── Excerto selecionado

A consolidação da democracia caboverdiana vem sendo prejudicada sistematicamente pelas preferências de actuação política do Governo.

 É evidente, por exemplo, que o Governo com o apoio da sua maioria parlamentar procura reduzir aos olhos da sociedade caboverdiana o papel do Parlamento.  A interpelação da sessão plenária anterior foi ilustrativa disso: o Governo escondeu-se atrás dos deputados do Paicv para não responder às questões e prestar esclarecimentos à Nação quanto à condução de políticas em sectores chaves da vida caboverdiana. O Sr Primeiro ministro, por sua vez,  escondeu-se atrás do Governo para só falar no fim do debate e assim não ter contraditório.

Mas para eles isso é natural. Muitos no Paicv são como aquele deputado que reiteradamente vem dizendo que tem orgulho do percurso passado do Paicv, ou seja tem orgulho também do seu percurso anti-democrático. Dos tempos que consideravam a democracia representativa como democracia burguesa e portanto deficiente. Assim não gostam de lidar com um parlamento democrático onde o governo tem prestar contas, as leis têm que ser debatidas no contraditório e as soluções negociadas e consensos não podem ser impostos.

────

→ Tarefas e exercícios:
a. Traduza para inglês esta frase do excerto: "A consolidação da democracia caboverdiana vem sendo prejudicada sistematicamente pelas preferências de actuação política do Governo."
b. Segundo o excerto, com que objetivo o Primeiro-ministro só falou no fim do debate?
As entradas não têm qualquer relação com o excerto.

── Dados fornecidos

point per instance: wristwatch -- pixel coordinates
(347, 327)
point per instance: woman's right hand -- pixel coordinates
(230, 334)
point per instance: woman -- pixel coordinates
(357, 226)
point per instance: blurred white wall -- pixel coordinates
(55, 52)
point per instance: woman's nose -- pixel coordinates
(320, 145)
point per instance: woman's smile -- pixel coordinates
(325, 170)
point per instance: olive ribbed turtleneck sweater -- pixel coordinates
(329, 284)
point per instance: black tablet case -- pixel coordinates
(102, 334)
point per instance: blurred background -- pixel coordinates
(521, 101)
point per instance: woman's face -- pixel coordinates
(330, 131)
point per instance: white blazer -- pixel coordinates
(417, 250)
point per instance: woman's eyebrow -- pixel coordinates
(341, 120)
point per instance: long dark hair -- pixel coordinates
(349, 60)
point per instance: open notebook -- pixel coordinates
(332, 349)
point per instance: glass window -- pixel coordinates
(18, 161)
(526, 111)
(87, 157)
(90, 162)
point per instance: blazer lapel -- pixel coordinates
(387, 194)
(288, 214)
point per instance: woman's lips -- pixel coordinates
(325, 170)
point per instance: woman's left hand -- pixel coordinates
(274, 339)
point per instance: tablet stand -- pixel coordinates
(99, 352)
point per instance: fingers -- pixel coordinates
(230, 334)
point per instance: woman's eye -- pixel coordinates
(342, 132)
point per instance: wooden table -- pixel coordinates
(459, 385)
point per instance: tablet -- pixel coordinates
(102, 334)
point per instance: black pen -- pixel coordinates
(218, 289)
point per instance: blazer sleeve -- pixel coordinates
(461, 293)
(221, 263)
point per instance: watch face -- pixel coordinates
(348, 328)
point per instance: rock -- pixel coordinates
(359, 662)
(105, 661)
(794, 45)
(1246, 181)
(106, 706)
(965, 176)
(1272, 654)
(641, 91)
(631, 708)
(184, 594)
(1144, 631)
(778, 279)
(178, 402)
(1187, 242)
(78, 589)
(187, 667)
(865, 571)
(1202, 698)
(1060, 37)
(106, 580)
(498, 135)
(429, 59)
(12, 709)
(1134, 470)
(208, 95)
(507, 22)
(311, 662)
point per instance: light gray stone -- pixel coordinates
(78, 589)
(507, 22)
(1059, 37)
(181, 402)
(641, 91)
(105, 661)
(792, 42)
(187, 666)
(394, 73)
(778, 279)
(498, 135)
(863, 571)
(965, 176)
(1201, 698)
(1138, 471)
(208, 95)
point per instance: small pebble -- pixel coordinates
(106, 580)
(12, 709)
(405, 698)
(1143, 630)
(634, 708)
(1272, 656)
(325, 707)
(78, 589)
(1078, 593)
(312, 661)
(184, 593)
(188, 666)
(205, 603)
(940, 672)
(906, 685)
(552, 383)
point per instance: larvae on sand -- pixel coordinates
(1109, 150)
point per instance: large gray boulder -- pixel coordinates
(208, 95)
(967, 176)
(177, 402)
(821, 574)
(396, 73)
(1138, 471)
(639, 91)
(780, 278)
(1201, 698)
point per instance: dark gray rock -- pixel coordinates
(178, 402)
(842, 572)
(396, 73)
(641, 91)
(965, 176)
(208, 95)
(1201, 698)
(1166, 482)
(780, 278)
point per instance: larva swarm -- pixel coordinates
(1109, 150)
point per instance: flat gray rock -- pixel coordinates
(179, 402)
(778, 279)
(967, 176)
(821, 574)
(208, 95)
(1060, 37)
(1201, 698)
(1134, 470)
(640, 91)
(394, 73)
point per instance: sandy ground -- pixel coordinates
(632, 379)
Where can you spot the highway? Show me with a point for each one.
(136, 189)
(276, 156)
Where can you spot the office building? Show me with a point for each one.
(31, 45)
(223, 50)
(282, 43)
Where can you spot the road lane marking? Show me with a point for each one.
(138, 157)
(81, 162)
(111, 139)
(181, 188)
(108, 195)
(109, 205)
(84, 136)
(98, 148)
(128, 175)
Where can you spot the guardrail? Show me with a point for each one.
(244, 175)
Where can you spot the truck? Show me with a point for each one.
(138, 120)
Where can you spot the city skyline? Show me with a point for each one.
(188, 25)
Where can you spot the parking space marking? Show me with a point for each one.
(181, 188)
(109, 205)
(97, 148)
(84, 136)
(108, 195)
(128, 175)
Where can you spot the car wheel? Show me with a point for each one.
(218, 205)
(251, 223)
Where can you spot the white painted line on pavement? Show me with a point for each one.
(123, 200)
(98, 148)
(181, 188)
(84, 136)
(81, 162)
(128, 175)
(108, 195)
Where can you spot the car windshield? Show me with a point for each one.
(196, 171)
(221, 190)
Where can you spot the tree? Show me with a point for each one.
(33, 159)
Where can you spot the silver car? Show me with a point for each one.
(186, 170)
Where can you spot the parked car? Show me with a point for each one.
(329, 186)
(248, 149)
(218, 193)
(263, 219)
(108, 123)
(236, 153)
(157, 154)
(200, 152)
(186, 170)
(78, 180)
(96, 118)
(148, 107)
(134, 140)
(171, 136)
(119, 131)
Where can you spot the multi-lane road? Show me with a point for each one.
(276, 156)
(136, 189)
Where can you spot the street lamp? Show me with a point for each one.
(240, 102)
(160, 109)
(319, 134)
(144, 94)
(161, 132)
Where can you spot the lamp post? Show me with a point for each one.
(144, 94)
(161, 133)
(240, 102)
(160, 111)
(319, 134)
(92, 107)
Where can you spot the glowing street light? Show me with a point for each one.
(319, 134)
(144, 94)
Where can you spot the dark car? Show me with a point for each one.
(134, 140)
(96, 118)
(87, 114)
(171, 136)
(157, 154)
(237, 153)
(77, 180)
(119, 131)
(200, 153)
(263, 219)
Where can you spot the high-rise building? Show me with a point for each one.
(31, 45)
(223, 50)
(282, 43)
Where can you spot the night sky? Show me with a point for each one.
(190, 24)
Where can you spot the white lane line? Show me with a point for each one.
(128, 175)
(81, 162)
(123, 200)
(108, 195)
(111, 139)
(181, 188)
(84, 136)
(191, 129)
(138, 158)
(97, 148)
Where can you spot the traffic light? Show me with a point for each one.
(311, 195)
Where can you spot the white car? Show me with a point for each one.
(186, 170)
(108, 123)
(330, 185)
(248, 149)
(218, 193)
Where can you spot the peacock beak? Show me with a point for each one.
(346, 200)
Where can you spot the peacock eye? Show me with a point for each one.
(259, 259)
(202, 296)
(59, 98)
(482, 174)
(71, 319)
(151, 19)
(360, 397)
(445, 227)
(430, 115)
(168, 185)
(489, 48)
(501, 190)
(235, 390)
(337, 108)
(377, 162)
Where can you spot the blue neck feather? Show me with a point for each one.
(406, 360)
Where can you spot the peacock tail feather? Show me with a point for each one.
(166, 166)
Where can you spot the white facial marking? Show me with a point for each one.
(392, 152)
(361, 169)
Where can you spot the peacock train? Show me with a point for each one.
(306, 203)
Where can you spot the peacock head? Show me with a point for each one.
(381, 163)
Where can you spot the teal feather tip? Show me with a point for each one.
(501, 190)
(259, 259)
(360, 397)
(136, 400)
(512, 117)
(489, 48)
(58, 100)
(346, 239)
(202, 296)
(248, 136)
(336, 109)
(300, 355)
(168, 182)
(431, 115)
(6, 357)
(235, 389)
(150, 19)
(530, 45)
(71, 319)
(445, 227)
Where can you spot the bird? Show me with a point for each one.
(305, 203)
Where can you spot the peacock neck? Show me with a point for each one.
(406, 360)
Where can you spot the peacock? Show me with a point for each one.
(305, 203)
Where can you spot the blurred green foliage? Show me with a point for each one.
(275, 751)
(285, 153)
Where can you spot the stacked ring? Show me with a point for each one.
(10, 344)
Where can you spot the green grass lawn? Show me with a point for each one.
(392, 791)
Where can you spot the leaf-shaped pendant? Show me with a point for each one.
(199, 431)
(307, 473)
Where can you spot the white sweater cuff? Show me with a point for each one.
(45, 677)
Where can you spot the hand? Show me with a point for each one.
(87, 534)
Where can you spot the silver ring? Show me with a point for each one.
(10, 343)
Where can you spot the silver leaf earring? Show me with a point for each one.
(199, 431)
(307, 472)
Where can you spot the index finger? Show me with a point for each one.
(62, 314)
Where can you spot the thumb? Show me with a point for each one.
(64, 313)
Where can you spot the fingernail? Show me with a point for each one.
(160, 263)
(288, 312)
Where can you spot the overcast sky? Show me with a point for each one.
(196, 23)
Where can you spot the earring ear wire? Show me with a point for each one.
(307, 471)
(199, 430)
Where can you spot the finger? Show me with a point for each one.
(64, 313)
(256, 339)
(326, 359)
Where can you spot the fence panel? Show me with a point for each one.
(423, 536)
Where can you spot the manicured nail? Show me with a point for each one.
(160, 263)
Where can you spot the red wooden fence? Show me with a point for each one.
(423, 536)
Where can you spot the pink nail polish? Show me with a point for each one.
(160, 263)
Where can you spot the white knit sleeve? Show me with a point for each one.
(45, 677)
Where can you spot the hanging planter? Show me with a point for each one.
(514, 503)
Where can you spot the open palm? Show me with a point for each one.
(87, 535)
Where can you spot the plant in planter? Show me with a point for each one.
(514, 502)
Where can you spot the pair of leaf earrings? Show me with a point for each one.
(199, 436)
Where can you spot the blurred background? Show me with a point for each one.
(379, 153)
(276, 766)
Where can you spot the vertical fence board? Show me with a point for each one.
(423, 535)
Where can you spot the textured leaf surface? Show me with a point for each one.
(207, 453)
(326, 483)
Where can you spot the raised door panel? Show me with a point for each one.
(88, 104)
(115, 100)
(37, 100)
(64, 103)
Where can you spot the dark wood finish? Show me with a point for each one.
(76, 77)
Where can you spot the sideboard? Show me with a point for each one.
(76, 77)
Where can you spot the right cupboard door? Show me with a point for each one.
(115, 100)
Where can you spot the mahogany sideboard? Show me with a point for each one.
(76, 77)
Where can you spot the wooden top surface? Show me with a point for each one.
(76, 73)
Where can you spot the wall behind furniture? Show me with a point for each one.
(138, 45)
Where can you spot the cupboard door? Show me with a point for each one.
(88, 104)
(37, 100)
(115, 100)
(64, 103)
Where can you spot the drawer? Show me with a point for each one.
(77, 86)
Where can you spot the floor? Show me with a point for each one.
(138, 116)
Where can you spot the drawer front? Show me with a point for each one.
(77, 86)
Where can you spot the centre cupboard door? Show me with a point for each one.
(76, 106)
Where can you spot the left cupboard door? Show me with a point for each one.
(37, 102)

────

→ Respostas:
a. The consolidation of Cape Verdean democracy has been systematically undermined by the Government's preferred ways of acting politically.

b. Fê-lo para não ter contraditório.